What you need to do:
1. From the Wold acreage passage, reproduce the portion starting with "Approximately 200 Transactions" and going on through "southeast Johnson County.".
2. Answer these questions using the Wold acreage passage.
(a) What name did Wold give the area it outlined from its appraisal of its legacy PRB assets?
(b) How many largely contiguous net acres does Wold now hold?
(c) What position does Jarred Kubat hold at Wold?

Text extract:
********************

Simultaneously, Wold did an appraisal of its legacy PRB assets, studying the rock from a technical perspective in light of results attained by other players in the basin, he added. From the study, it drew an outline of an area it defined as its “Tier 1 focus area,” and then began a process of consolidating its acreage position from what was a “scattered legacy footprint” previously.

“We recognized the resource potential in Converse County,” said Jack Wold. “We went through a multistep approach to selectively divest noncore assets in order to re-invest in the core of the basin during the downturn. We’re now 100% focused on oil and gas in this southern part of the Powder River, which is now showcasing its huge potential, particularly with new technology.”

Approximately 200 Transactions

The consolidation process, through a series of swaps and acquisitions, involved roughly 200 transactions during five years, in an effort to expand the scale of its operations, according to Jarred Kubat, Wold’s vice president of land, legal and regulatory. Wold now holds 145,000 largely contiguous net acres, predominately in Converse County, southwest Campbell County and southeast Johnson County.

********************

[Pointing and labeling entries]
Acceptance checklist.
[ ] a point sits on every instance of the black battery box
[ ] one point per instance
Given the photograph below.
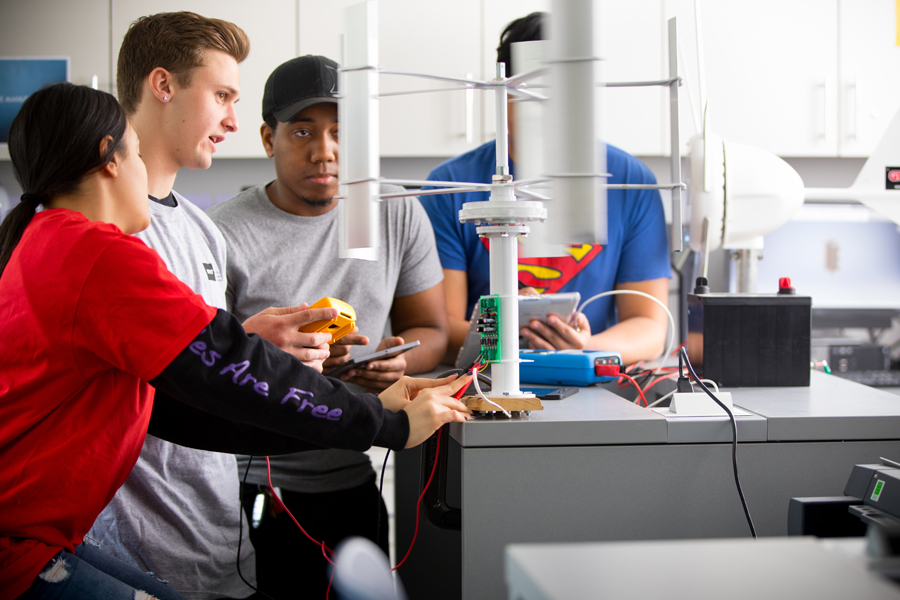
(751, 340)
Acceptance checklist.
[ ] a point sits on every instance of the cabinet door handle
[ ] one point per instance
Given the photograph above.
(826, 104)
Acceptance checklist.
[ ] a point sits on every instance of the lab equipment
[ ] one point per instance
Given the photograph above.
(339, 326)
(569, 367)
(751, 340)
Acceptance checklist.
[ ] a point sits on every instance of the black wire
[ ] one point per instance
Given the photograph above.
(737, 481)
(380, 495)
(241, 530)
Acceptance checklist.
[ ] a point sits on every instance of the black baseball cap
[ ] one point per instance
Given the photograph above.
(298, 84)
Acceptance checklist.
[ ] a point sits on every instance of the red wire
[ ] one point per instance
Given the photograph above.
(631, 379)
(437, 453)
(285, 509)
(325, 548)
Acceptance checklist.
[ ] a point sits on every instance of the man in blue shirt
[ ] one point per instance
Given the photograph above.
(634, 258)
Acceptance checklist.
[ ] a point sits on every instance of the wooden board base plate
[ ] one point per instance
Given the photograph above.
(510, 404)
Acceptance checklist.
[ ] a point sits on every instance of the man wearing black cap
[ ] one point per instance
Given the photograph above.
(283, 244)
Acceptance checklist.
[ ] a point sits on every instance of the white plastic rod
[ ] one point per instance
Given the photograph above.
(676, 239)
(358, 113)
(504, 283)
(470, 111)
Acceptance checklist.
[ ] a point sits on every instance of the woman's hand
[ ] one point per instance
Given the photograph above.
(428, 403)
(556, 334)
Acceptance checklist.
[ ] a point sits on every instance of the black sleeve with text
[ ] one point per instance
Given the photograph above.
(244, 378)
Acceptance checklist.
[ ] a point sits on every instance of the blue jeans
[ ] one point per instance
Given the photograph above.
(90, 573)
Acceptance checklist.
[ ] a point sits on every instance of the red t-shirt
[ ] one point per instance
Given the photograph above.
(87, 316)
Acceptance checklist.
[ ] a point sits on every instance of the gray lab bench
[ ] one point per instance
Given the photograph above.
(594, 467)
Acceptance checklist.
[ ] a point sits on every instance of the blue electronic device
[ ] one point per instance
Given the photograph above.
(568, 367)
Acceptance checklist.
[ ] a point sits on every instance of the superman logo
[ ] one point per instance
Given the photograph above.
(549, 275)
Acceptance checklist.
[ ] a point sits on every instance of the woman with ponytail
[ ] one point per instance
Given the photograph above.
(91, 321)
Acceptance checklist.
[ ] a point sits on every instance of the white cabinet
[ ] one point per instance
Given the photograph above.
(271, 27)
(771, 72)
(869, 63)
(796, 77)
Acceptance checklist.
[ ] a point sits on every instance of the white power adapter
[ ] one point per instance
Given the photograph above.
(699, 404)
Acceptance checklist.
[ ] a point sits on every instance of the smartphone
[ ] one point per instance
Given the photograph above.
(380, 355)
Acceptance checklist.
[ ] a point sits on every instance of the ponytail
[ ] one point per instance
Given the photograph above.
(54, 141)
(14, 225)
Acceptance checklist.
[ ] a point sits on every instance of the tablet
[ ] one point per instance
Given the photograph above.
(530, 307)
(379, 355)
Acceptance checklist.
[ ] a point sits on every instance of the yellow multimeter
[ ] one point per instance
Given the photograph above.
(339, 326)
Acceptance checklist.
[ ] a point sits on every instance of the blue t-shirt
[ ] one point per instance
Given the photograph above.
(637, 247)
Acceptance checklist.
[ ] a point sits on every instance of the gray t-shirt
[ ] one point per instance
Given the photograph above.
(177, 513)
(280, 259)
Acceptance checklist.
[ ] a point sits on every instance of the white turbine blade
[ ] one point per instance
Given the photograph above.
(358, 109)
(575, 157)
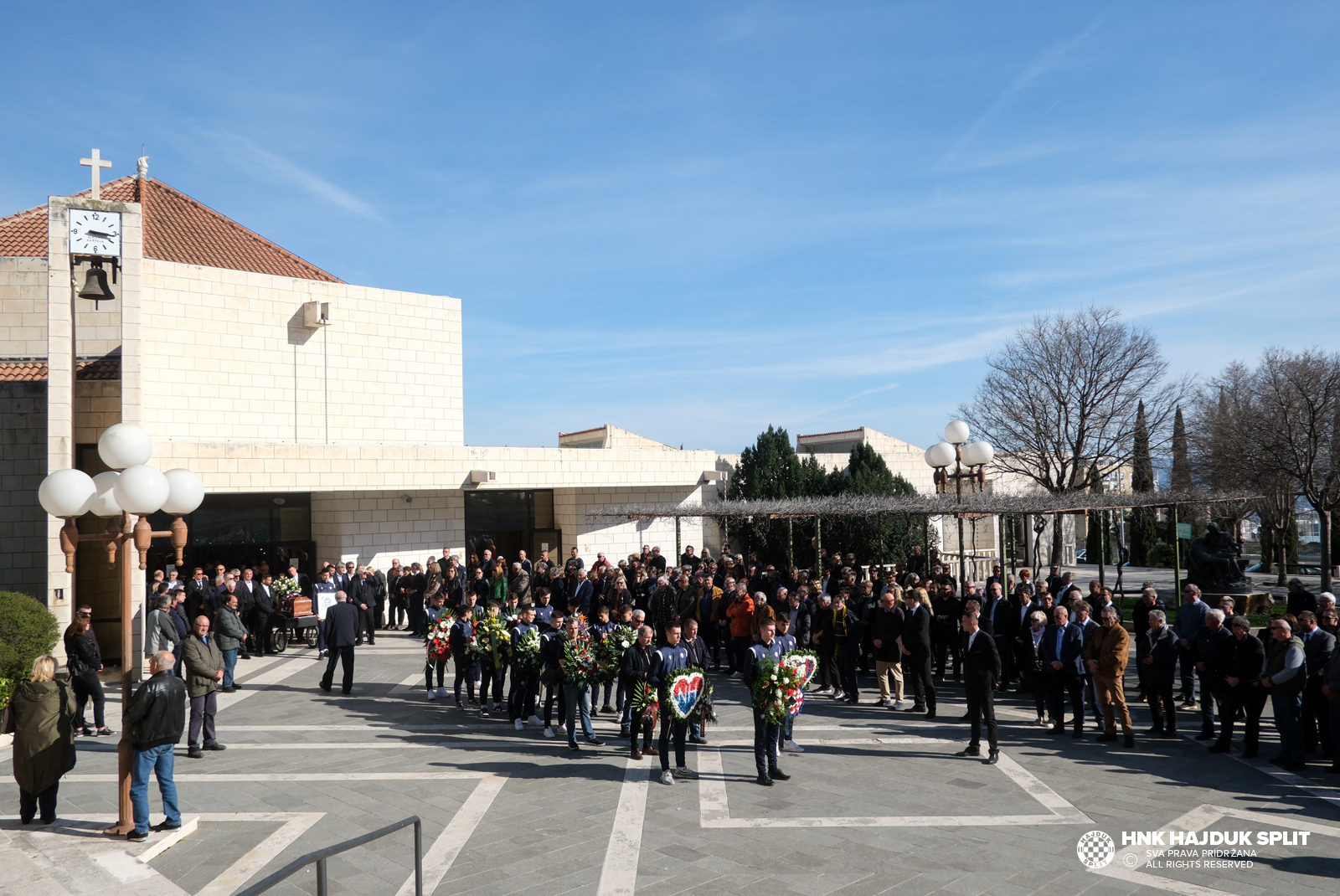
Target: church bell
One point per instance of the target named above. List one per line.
(95, 286)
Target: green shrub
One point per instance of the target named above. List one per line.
(1162, 554)
(27, 631)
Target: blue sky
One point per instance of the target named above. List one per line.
(696, 220)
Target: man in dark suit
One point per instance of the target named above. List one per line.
(982, 672)
(1062, 651)
(917, 652)
(247, 587)
(341, 632)
(198, 592)
(1317, 646)
(1000, 616)
(1159, 655)
(265, 607)
(362, 594)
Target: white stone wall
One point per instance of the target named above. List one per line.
(23, 312)
(377, 527)
(620, 538)
(228, 359)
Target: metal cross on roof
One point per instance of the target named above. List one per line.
(95, 162)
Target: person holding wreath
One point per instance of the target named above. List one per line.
(669, 659)
(759, 658)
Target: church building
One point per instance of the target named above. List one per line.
(326, 420)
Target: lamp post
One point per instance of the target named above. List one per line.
(137, 491)
(956, 449)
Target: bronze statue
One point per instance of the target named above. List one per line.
(1216, 564)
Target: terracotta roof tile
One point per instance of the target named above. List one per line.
(13, 371)
(33, 370)
(178, 228)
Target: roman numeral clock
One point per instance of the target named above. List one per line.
(95, 237)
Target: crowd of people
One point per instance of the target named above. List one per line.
(909, 625)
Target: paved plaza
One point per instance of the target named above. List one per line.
(878, 804)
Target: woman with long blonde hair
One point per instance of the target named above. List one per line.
(42, 719)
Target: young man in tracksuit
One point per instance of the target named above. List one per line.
(526, 685)
(669, 659)
(551, 650)
(787, 643)
(765, 732)
(460, 638)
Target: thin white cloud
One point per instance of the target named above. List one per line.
(1042, 63)
(245, 154)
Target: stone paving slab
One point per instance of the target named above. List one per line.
(547, 829)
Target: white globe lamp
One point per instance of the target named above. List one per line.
(978, 453)
(940, 454)
(67, 493)
(185, 492)
(141, 489)
(957, 433)
(105, 502)
(125, 445)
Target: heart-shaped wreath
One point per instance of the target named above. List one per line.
(683, 692)
(806, 662)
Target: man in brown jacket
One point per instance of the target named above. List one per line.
(204, 672)
(1107, 654)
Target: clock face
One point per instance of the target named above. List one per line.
(94, 232)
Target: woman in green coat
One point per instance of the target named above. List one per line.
(42, 719)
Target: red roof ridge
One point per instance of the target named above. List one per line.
(178, 228)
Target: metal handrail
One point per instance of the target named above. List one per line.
(322, 855)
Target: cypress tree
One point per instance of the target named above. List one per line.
(1143, 529)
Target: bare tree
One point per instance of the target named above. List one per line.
(1226, 457)
(1297, 404)
(1060, 401)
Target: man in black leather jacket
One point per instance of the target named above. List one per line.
(156, 715)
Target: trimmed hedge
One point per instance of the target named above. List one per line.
(27, 631)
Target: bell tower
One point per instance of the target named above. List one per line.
(94, 247)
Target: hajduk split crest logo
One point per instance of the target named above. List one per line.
(1096, 849)
(685, 688)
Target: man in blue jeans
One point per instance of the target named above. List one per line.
(156, 717)
(1286, 677)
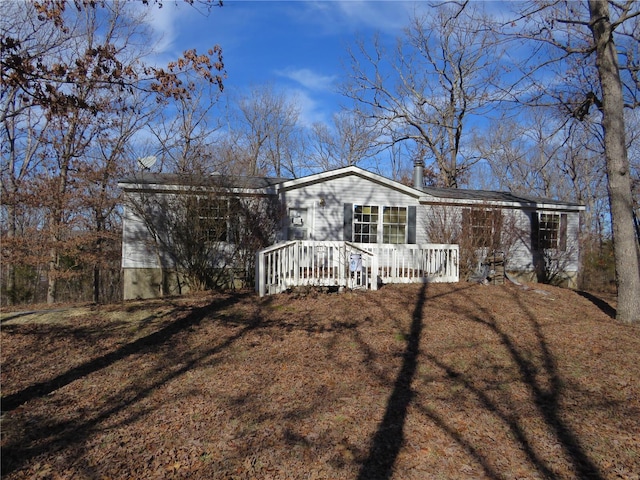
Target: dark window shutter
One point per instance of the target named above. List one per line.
(411, 224)
(535, 227)
(562, 234)
(348, 222)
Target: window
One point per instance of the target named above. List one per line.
(482, 227)
(371, 227)
(214, 221)
(365, 224)
(552, 231)
(394, 224)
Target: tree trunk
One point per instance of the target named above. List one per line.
(618, 171)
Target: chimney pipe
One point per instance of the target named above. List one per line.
(418, 175)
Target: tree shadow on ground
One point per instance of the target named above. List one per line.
(541, 378)
(48, 433)
(389, 437)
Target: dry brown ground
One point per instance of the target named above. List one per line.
(410, 382)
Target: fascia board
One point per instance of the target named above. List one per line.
(430, 200)
(164, 188)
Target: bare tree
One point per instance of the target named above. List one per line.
(597, 41)
(271, 138)
(424, 94)
(348, 141)
(186, 138)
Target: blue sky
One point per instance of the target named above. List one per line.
(299, 47)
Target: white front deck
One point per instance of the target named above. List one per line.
(345, 264)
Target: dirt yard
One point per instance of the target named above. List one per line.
(409, 382)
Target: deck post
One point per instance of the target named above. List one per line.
(260, 280)
(374, 272)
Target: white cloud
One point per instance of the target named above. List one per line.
(309, 79)
(345, 16)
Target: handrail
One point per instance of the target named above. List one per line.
(318, 263)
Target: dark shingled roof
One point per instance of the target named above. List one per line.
(490, 196)
(257, 183)
(227, 181)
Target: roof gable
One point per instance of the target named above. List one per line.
(344, 172)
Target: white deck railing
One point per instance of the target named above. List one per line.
(345, 264)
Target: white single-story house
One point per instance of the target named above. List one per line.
(346, 228)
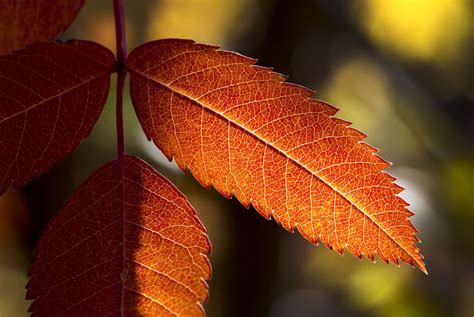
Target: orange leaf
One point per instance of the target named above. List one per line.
(24, 22)
(51, 95)
(242, 129)
(141, 249)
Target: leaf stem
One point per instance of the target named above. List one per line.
(121, 73)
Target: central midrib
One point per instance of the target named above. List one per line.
(282, 152)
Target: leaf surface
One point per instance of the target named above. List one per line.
(242, 129)
(24, 22)
(144, 254)
(51, 95)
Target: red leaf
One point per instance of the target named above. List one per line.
(144, 254)
(240, 128)
(24, 22)
(51, 95)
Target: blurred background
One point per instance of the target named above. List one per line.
(402, 71)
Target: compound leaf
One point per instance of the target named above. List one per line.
(242, 129)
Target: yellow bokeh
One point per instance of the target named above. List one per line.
(434, 30)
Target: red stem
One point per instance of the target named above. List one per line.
(121, 73)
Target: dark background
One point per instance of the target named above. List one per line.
(402, 71)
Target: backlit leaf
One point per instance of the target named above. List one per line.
(51, 95)
(24, 22)
(242, 129)
(143, 253)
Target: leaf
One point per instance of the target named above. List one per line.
(144, 254)
(51, 95)
(24, 22)
(240, 128)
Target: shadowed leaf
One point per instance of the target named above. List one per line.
(51, 95)
(24, 22)
(140, 250)
(242, 129)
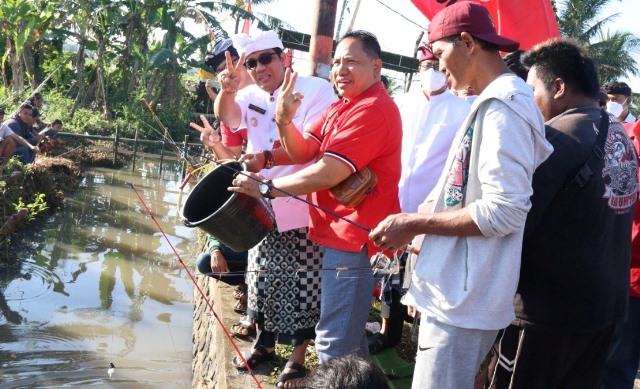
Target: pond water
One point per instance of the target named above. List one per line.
(99, 284)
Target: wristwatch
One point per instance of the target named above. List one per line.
(269, 161)
(265, 189)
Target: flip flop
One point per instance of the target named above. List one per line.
(246, 325)
(239, 292)
(299, 371)
(252, 359)
(241, 306)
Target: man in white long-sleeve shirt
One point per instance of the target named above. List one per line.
(431, 116)
(470, 227)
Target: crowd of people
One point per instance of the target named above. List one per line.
(24, 134)
(506, 185)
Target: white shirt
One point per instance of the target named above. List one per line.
(630, 118)
(258, 117)
(428, 128)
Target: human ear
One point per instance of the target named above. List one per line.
(559, 88)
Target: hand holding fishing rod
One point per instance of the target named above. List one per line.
(395, 232)
(208, 135)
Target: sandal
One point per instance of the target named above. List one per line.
(377, 343)
(253, 359)
(298, 372)
(240, 291)
(241, 306)
(245, 325)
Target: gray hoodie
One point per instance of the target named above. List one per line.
(470, 281)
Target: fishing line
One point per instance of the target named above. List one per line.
(175, 350)
(202, 294)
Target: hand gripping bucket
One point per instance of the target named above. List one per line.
(237, 220)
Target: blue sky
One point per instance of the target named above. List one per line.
(398, 35)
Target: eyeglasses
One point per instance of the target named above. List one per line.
(264, 58)
(223, 65)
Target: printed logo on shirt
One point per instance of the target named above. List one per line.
(456, 184)
(257, 109)
(620, 171)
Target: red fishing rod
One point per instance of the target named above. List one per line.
(175, 252)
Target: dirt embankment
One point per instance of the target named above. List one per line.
(29, 192)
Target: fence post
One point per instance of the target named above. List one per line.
(164, 142)
(185, 153)
(135, 151)
(115, 147)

********************

Answers to the exercise:
1.
Approximately 200 Transactions

The consolidation process, through a series of swaps and acquisitions, involved roughly 200 transactions during five years, in an effort to expand the scale of its operations, according to Jarred Kubat, Wold’s vice president of land, legal and regulatory. Wold now holds 145,000 largely contiguous net acres, predominately in Converse County, southwest Campbell County and southeast Johnson County.

2.
(a) Its "Tier 1 focus area."
(b) 145,000 net acres.
(c) Vice president of land, legal and regulatory.